Entries for labeling bounding boxes
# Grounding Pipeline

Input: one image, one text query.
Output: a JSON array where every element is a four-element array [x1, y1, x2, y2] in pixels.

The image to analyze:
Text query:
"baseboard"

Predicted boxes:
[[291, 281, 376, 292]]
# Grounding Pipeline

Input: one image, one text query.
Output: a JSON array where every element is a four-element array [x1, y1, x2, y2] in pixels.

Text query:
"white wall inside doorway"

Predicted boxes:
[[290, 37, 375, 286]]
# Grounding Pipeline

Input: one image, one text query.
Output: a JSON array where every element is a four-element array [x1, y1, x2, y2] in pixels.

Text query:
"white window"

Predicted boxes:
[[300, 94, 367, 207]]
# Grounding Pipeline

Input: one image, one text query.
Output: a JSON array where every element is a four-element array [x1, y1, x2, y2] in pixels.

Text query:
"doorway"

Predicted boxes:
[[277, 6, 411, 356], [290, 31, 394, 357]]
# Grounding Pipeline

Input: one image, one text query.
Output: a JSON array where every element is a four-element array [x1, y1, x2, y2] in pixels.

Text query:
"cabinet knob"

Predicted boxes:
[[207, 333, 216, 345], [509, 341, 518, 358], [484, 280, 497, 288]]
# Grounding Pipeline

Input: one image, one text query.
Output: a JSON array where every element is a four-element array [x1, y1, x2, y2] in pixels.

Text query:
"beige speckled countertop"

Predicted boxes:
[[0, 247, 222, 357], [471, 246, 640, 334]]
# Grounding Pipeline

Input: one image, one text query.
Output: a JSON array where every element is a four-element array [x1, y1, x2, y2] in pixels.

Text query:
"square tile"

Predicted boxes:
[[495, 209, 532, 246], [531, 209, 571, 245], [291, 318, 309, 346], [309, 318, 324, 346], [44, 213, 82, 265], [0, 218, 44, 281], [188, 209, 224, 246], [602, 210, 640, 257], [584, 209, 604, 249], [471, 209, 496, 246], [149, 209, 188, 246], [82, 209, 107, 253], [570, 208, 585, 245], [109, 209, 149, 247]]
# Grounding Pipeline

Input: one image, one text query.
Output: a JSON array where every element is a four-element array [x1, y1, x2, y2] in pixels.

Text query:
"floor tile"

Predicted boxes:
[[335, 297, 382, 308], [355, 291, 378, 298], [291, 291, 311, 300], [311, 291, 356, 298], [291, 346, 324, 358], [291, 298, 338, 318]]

● Instructions to follow: Reproduce every one of the lines above verbatim, keeping their original order.

● Answer to this task:
# Grounding Pipeline

Input: one image, one text query.
Output: a JSON array where every element is a four-element array [x1, y1, x2, y2] in pixels.

The image to analyze:
Text query:
"baseboard"

Predicted boxes:
[[291, 281, 376, 292]]
# Grounding Pipeline

Input: one image, one text query.
Output: a JSON array where every element is a four-element array [x1, y1, x2, y2] in pixels.

Text query:
"white wall inside doorway"

Predicted boxes:
[[290, 37, 375, 286]]
# Grounding Pipeline

Input: one image, one text query.
Output: a JSON array where every element is a four-element array [x1, y1, x2, y2] in pixels.

Text query:
"white window"

Predicted boxes:
[[300, 94, 367, 207]]
# Grounding Pipeline

Input: one image, one text query.
Output: a JSON array where every element is a four-element array [x1, y1, x2, y2] in pixels.

Text query:
"doorway"

Predicted boxes:
[[277, 6, 411, 356], [290, 31, 394, 357]]
# Grounding Pipeline

Input: one image, one text query.
Output: a JSON array where every element is a four-element array [x1, y1, x2, y2] in pixels.

Text query:
"cabinet knob"

Predicted boxes:
[[207, 333, 216, 345], [509, 341, 518, 358], [484, 280, 497, 288]]
# Grounding Pipeline

Input: one image, one text query.
Output: a JSON array where every element is a four-element array [x1, y1, x2, y2] in pixels.

Text query:
"beige speckled countertop"

Predicted boxes:
[[0, 247, 222, 357], [471, 246, 640, 334]]
# Grounding Pipeline

Input: one image, one text query.
Output: a JSON array where every element is a four-element array [x1, y1, x2, y2] in pixels.

Text query:
"square tile"

Predicted boxes:
[[495, 209, 532, 246], [531, 209, 571, 245], [291, 318, 309, 346], [309, 318, 324, 346], [44, 213, 82, 265], [0, 218, 44, 281], [188, 209, 224, 246], [602, 210, 640, 257], [584, 209, 604, 249], [471, 209, 496, 246], [149, 209, 188, 246], [82, 209, 107, 253], [570, 208, 585, 245], [109, 209, 149, 247]]
# Grounding Pipeline

Input: one image, one text query.
Output: a JSON array where every element is a four-element array [x1, y1, x2, y2] in pixels.

Text query:
"floor tile"

Predicted boxes:
[[335, 297, 382, 308], [355, 291, 378, 298], [291, 291, 311, 300], [311, 291, 356, 298], [291, 346, 324, 358], [291, 298, 338, 318]]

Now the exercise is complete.